> _WHAT YOU SHOULD DO_: Return the data exactly, with all pictures removed.

> _Saved entries_:

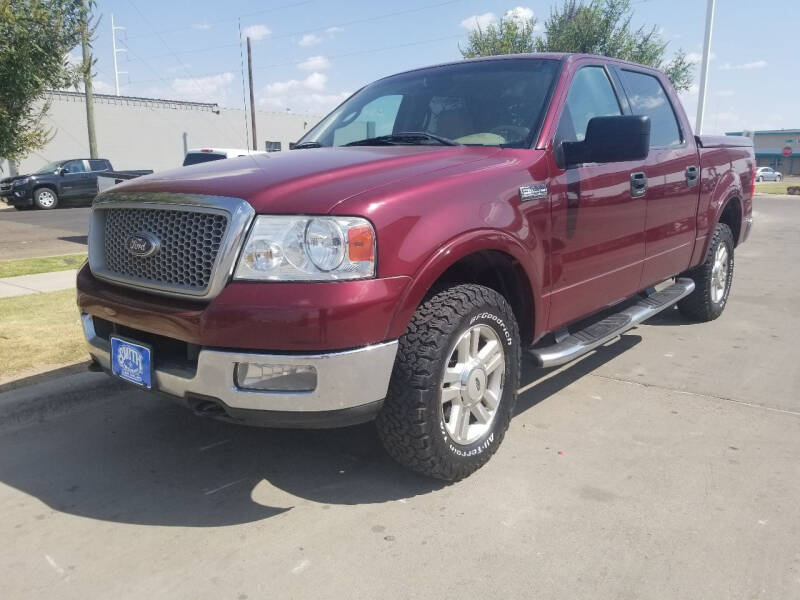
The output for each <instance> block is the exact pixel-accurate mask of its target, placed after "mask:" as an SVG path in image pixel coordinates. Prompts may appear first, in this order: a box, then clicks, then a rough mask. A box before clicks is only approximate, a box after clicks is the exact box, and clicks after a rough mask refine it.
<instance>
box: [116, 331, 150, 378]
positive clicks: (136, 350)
mask: <svg viewBox="0 0 800 600" xmlns="http://www.w3.org/2000/svg"><path fill="white" fill-rule="evenodd" d="M111 372H112V373H113V374H114V375H116V376H117V377H120V378H121V379H124V380H125V381H129V382H131V383H133V384H135V385H138V386H141V387H143V388H147V389H151V388H152V387H153V369H152V360H151V350H150V348H149V347H147V346H144V345H142V344H137V343H136V342H132V341H129V340H123V339H120V338H117V337H112V338H111Z"/></svg>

> _ANSWER SPACE_:
The output for each <instance> block is the exact pixel-accurate mask of its target, placed after "mask:" as an SVG path in image pixel coordinates. Prompts may appear first, in this order: a box, then clicks, then a rough mask. A box before clicks is only approximate, a box after clicks is the exact box, and clicks after a rough mask refine it.
<instance>
box: [116, 331, 150, 378]
positive clicks: (136, 350)
mask: <svg viewBox="0 0 800 600" xmlns="http://www.w3.org/2000/svg"><path fill="white" fill-rule="evenodd" d="M111 372H112V373H113V374H114V375H116V376H117V377H120V378H121V379H124V380H125V381H129V382H131V383H133V384H135V385H138V386H141V387H143V388H147V389H151V388H152V387H153V369H152V360H151V350H150V348H149V347H147V346H144V345H142V344H137V343H136V342H132V341H129V340H123V339H120V338H117V337H112V338H111Z"/></svg>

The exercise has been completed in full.